In the mean time I have found that by copying authentication credentials (docker’s config.json) to a FCOS server I can then docker pull successfully from repos requiring said authentication. I also have found that I don’t need to do this at all if I do a stack deploy using the --with-registry-auth switch. The latter was always my preference but for some reason I still found myself needing to docker login on swarm nodes. With the bundled docker version this no longer seems to be a requirement thankfully.

The issue though still persists, and I agree with you it certainly sounds environmental. I wondered whether it was to do with directory/file permissions but I have relaxed these without it helping.

@fifofonix so you have a workaround for now? Is there an actual bug anywhere or we don’t know yet?

I assume the OVA issues you referred to are from the bug you opened: OVA format issues prevent deployment to VMWareFusion and VMWareWorkstation · Issue #391 · coreos/fedora-coreos-tracker · GitHub

@dustymabe I do have a workaround although I am still unable to do a sudo docker login on either dockerhub or quay. The OVA issues are certainly bundled in with the bug I opened but those reported were on the stable OVA. The testing OVA seems to have additional items that are not working as I cannot even import/export from VSphere to create myself an OVA that I can use with VMWareFusion to work offline. Off on vacation tomorrow but on my return in a week I’ll see if I can do what @dans did and export an OVF from the the testing branch OVA.

I’m still facing this issue (which I accept is most likely environmental) even with the latest stable release fedora-coreos-31.20200210.3.0-vmware.x86_64.ova.

Provided material:
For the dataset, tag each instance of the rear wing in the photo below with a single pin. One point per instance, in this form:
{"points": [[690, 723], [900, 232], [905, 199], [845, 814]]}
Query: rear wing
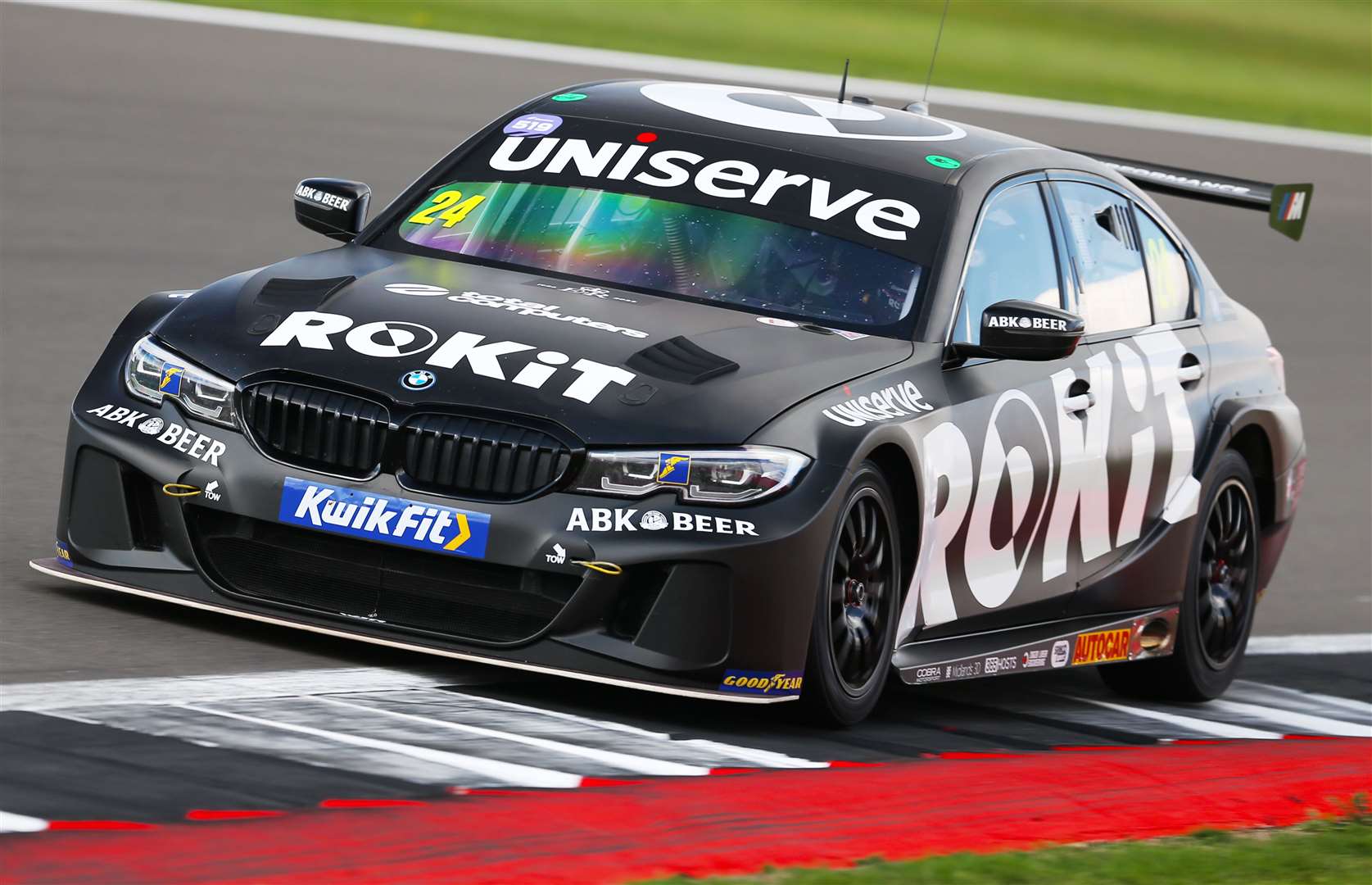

Work to complete:
(a) In the Fedora CoreOS docker login thread, which switch on a stack deploy makes copying docker's config.json to the server unnecessary?
(b) Extend the Fedora CoreOS docker login thread with the next reply, starting after its last sentence.

Outputs in order:
(a) The --with-registry-auth switch.

(b)
If you try in a different environment (for example, launch an instance in AWS) can you login?

bump - @fifofonix :arrow_up:

Hi,
I had similar issue, try to modify your MTU, I had to do this on a Debian/kubernetes/Docker …
I’ve set it to 1440, it was 1500, with : sudo ip link set dev [younetwinterface] mtu 1440

@nemric thanks for the suggestion but that hasn’t helped for me. I did change eth0 to 1440 and rebooted but same issue.

Note that I did check the MTU on my working legacy CL instances and they were 1500 with no issues as it seems the default is for FCOS.

@dustymabe I am caught up in some other things right now but will definitely be coming back to this and create a minimal ignition file that exhibits the problem in my environment and then transport to a cloud machine. Going to take a couple of weeks.

I have reproduced this issue with a minimal ignition file although I have not yet determined a fix/workaround. In short the issue is related to how I am setting docker daemon proxy settings.

If I remove the proxy then docker login works fine but with the proxy definition it does not. The fairly minimal ignition file that follows is structured to use a single proxy definition file across docker/zincati.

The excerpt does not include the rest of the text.